### GIVEN RECORDS
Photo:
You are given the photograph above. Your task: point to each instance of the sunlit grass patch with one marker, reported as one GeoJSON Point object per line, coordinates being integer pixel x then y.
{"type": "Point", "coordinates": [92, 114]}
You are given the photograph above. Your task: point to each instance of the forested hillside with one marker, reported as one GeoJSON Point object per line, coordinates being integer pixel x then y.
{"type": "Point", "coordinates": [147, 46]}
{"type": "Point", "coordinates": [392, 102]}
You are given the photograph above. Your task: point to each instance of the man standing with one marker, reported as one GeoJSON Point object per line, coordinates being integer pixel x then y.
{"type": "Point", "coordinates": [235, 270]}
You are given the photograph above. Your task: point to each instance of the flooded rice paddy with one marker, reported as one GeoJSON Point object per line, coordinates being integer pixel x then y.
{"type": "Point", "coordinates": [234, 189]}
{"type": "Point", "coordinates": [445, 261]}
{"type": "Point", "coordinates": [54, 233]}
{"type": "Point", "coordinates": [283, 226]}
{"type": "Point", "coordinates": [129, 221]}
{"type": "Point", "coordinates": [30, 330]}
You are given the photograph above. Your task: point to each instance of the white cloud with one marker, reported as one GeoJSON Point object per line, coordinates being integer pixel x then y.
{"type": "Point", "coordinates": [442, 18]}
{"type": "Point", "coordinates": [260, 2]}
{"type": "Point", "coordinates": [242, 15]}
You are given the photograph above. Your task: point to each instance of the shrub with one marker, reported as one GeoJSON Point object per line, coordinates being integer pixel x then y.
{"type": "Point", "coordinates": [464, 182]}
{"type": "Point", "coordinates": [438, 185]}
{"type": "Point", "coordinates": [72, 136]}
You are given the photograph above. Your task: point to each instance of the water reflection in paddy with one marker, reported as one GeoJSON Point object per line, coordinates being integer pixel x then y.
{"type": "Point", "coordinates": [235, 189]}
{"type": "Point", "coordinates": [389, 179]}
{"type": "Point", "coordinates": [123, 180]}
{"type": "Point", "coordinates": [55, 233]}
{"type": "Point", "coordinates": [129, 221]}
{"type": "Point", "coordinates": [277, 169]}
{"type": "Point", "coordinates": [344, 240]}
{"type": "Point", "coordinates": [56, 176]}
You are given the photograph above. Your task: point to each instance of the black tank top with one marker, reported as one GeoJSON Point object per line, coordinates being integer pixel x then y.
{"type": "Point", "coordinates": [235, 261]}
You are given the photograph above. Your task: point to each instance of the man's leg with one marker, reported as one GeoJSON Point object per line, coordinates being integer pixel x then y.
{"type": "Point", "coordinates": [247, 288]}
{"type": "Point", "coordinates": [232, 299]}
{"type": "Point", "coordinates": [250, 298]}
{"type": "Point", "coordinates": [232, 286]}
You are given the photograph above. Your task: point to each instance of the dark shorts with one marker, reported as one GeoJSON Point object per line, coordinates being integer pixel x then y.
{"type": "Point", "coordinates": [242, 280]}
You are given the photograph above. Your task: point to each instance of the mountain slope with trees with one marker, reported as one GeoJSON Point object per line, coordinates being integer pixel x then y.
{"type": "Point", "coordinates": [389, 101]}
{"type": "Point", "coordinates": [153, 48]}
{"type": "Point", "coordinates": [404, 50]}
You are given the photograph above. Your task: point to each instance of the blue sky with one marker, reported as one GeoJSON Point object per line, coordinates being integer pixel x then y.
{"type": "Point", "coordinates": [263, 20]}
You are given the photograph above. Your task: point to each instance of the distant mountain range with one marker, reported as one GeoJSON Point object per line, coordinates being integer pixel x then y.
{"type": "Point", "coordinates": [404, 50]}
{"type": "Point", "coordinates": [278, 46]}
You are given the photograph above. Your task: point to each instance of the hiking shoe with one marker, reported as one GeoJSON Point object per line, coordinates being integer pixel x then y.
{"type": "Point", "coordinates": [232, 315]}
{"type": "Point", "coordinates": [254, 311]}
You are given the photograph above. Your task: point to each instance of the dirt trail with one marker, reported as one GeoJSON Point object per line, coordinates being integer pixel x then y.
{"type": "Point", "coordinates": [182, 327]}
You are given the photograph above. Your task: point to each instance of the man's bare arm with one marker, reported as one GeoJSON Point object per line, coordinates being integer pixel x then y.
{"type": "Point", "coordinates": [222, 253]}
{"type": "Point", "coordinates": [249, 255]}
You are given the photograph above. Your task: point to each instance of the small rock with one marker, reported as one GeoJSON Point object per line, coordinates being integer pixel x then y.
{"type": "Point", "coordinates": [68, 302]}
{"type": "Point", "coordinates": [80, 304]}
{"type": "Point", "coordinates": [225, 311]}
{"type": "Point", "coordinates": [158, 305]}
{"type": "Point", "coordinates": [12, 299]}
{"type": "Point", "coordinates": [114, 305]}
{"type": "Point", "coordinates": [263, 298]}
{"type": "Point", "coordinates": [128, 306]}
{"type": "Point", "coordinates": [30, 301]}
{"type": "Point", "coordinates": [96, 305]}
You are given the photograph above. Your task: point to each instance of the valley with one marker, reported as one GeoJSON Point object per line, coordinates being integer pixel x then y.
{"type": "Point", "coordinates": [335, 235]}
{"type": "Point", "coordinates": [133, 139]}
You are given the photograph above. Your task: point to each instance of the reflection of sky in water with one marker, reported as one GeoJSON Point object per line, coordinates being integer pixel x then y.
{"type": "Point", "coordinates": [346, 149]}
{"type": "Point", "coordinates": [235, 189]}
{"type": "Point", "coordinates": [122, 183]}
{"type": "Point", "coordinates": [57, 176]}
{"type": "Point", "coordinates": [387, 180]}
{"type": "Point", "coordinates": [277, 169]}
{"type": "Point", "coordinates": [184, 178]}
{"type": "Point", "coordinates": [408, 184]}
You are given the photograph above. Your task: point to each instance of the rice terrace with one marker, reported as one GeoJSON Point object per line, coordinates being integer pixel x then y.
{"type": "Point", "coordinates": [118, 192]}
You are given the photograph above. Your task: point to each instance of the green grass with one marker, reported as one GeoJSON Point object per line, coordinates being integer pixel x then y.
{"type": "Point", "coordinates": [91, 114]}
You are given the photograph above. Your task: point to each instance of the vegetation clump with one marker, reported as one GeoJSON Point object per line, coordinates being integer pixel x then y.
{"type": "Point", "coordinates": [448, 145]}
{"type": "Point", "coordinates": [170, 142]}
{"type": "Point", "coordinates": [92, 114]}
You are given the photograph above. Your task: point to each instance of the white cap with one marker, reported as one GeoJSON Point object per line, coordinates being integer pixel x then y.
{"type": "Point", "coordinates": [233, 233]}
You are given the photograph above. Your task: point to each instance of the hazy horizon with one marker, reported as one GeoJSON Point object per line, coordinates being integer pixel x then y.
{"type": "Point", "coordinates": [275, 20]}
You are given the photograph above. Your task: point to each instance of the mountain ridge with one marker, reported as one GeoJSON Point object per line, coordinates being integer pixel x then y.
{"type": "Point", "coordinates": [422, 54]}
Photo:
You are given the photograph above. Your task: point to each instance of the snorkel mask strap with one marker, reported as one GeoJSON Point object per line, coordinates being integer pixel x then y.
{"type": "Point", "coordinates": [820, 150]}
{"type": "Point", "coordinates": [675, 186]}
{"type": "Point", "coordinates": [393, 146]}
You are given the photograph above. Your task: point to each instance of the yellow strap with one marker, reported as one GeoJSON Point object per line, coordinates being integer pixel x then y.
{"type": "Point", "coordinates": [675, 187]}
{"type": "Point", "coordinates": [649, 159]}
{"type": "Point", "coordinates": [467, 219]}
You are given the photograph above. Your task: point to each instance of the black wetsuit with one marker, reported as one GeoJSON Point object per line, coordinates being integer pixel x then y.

### SHORT EXERCISE
Every entry must be quoted exactly as it appears above.

### OUTPUT OF THE EXERCISE
Photo:
You are given the photograph above. Your task: point to each instance of the sunlit grass patch with one marker, reported as one GeoJSON Point object per line, coordinates being integer pixel x then y.
{"type": "Point", "coordinates": [92, 114]}
You are given the photograph above. Your task: point to each instance of the forested hillside with one marker, reported as one GeoJSON Point object per line, coordinates being integer pixel x then y.
{"type": "Point", "coordinates": [147, 46]}
{"type": "Point", "coordinates": [392, 102]}
You are given the photograph above. Your task: point to each instance of the man standing with one marker, reported as one GeoJSON Point object per line, coordinates being integer pixel x then y.
{"type": "Point", "coordinates": [235, 270]}
You are given the photograph above. Your task: point to each instance of the flooded rice paddy with one marker, reported as one GeoJSON Point object per line, coordinates being integer pixel x then y.
{"type": "Point", "coordinates": [234, 189]}
{"type": "Point", "coordinates": [445, 261]}
{"type": "Point", "coordinates": [54, 233]}
{"type": "Point", "coordinates": [283, 226]}
{"type": "Point", "coordinates": [129, 221]}
{"type": "Point", "coordinates": [30, 330]}
You are given the photograph above. Your task: point to each instance of the white cloud with one marker, reported as one GeoJSON Point object per line, coordinates being integer pixel x then y.
{"type": "Point", "coordinates": [442, 18]}
{"type": "Point", "coordinates": [260, 2]}
{"type": "Point", "coordinates": [242, 15]}
You are given the photograph above. Your task: point to each instance of the shrub with one marker, reported as one GeoJSON Point object per line, coordinates being integer pixel x then y.
{"type": "Point", "coordinates": [464, 182]}
{"type": "Point", "coordinates": [438, 185]}
{"type": "Point", "coordinates": [72, 136]}
You are given the photograph above. Your task: point to each instance of the water reflection in paddy with one marker, reported as one GeoJSON Point object per line, coordinates being integer pixel x then y.
{"type": "Point", "coordinates": [235, 189]}
{"type": "Point", "coordinates": [389, 179]}
{"type": "Point", "coordinates": [123, 180]}
{"type": "Point", "coordinates": [55, 233]}
{"type": "Point", "coordinates": [129, 221]}
{"type": "Point", "coordinates": [277, 169]}
{"type": "Point", "coordinates": [344, 240]}
{"type": "Point", "coordinates": [56, 176]}
You are given the photograph above. Your task: point to each instance of the black tank top with one marker, reported as one GeoJSON Point object per line, coordinates being integer pixel x then y.
{"type": "Point", "coordinates": [235, 261]}
You are given the photograph above. Your task: point to each instance of the man's leg with one marker, reported as one GeoJSON Point object per line, coordinates being integer pixel x then y.
{"type": "Point", "coordinates": [247, 288]}
{"type": "Point", "coordinates": [232, 299]}
{"type": "Point", "coordinates": [250, 298]}
{"type": "Point", "coordinates": [232, 286]}
You are given the photograph above. Your task: point to each instance of the dark shorts with one marker, reported as one GeoJSON Point object per line, coordinates being integer pixel x then y.
{"type": "Point", "coordinates": [242, 280]}
You are given the photograph above. Your task: point to each instance of the mountain slope with trees with one marker, reported as one GeoJSON Point object per line, coordinates being integer pixel x then y.
{"type": "Point", "coordinates": [389, 101]}
{"type": "Point", "coordinates": [153, 48]}
{"type": "Point", "coordinates": [404, 50]}
You are given the photograph above. Your task: point to each instance of the blue sky with one marker, reported as one GeoJSON Point object per line, coordinates being integer pixel x then y.
{"type": "Point", "coordinates": [263, 20]}
You are given the photograph above. Your task: point to each instance of the distant mountain range with one marker, reported as one GeoJSON Point object per line, coordinates being integer pixel x then y.
{"type": "Point", "coordinates": [404, 50]}
{"type": "Point", "coordinates": [278, 46]}
You are given the photograph above. Your task: point to each instance of the hiking shoe with one marker, reported as one GeoJSON Point object per line, coordinates being integer pixel x then y.
{"type": "Point", "coordinates": [232, 315]}
{"type": "Point", "coordinates": [254, 311]}
You are given the photograph above. Your task: point to each instance of the dirt trail with one marker, reported as one GeoJSON Point object per line, coordinates being integer pixel x then y.
{"type": "Point", "coordinates": [182, 327]}
You are given the photograph above. Your task: point to each instance of the man's bare arm with one marker, reported as one GeoJSON Point object per line, coordinates being integer pixel x then y.
{"type": "Point", "coordinates": [222, 253]}
{"type": "Point", "coordinates": [249, 255]}
You are given the photograph above. Your task: point to each instance of the small rock with one marker, reported as one GeoJSON Point object per line, coordinates being integer pixel x then y.
{"type": "Point", "coordinates": [68, 302]}
{"type": "Point", "coordinates": [80, 304]}
{"type": "Point", "coordinates": [225, 311]}
{"type": "Point", "coordinates": [158, 305]}
{"type": "Point", "coordinates": [12, 299]}
{"type": "Point", "coordinates": [114, 305]}
{"type": "Point", "coordinates": [263, 298]}
{"type": "Point", "coordinates": [128, 306]}
{"type": "Point", "coordinates": [30, 301]}
{"type": "Point", "coordinates": [96, 305]}
You are given the photograph above. Your task: point to each instance of the valley with one marker, reported as one GeoJSON Point object per line, coordinates being integer pixel x then y.
{"type": "Point", "coordinates": [335, 235]}
{"type": "Point", "coordinates": [133, 139]}
You are given the photograph above. Your task: point to each instance of the reflection of sky in water with one marker, reported as one GeoJSON Point object per line, coordinates being integer pixel x then y.
{"type": "Point", "coordinates": [346, 149]}
{"type": "Point", "coordinates": [235, 189]}
{"type": "Point", "coordinates": [122, 183]}
{"type": "Point", "coordinates": [57, 176]}
{"type": "Point", "coordinates": [387, 180]}
{"type": "Point", "coordinates": [277, 169]}
{"type": "Point", "coordinates": [184, 178]}
{"type": "Point", "coordinates": [408, 184]}
You are given the photograph above. Your task: point to each instance of the rice terrace with one marker, reported as one GeoJSON Point object per line, coordinates being integer pixel x then y.
{"type": "Point", "coordinates": [118, 192]}
You are given the photograph above. Your task: point to each instance of the green grass with one marker, reported as one GeoJSON Point object per line, coordinates being integer pixel x then y.
{"type": "Point", "coordinates": [91, 114]}
You are given the photograph above. Your task: point to each instance of the vegetation clump with one marker, reported as one GeoJSON Point object per line, coordinates being integer pixel x then y.
{"type": "Point", "coordinates": [448, 145]}
{"type": "Point", "coordinates": [170, 142]}
{"type": "Point", "coordinates": [92, 114]}
You are given the photograph above. Your task: point to each instance of the white cap with one marker, reported as one GeoJSON Point object per line, coordinates being integer pixel x then y.
{"type": "Point", "coordinates": [233, 233]}
You are given the photograph above. Your task: point to each instance of the hazy horizon with one marker, reported as one GeoJSON Point object per line, coordinates being integer pixel x then y.
{"type": "Point", "coordinates": [275, 20]}
You are given the photograph above. Your task: point to each instance of the mountain ridge with one marker, reported as one GeoJSON Point object per line, coordinates being integer pixel x then y.
{"type": "Point", "coordinates": [422, 54]}
Photo:
You are given the photograph above. Your task: point to each instance of the snorkel mask strap with one marker, reported as one GeoJSON Point object per line, coordinates being integer pixel x then y.
{"type": "Point", "coordinates": [820, 150]}
{"type": "Point", "coordinates": [675, 186]}
{"type": "Point", "coordinates": [393, 146]}
You are given the photograph above. Your task: point to each instance of the yellow strap with one marker, reported as one GeoJSON Point object per line, coordinates being integer pixel x then y.
{"type": "Point", "coordinates": [675, 187]}
{"type": "Point", "coordinates": [649, 159]}
{"type": "Point", "coordinates": [467, 219]}
You are given the photograph above. Your task: point to each instance of the black wetsuit with one marker, reported as one GeoJSON Point object per line, coordinates being integer pixel x then y.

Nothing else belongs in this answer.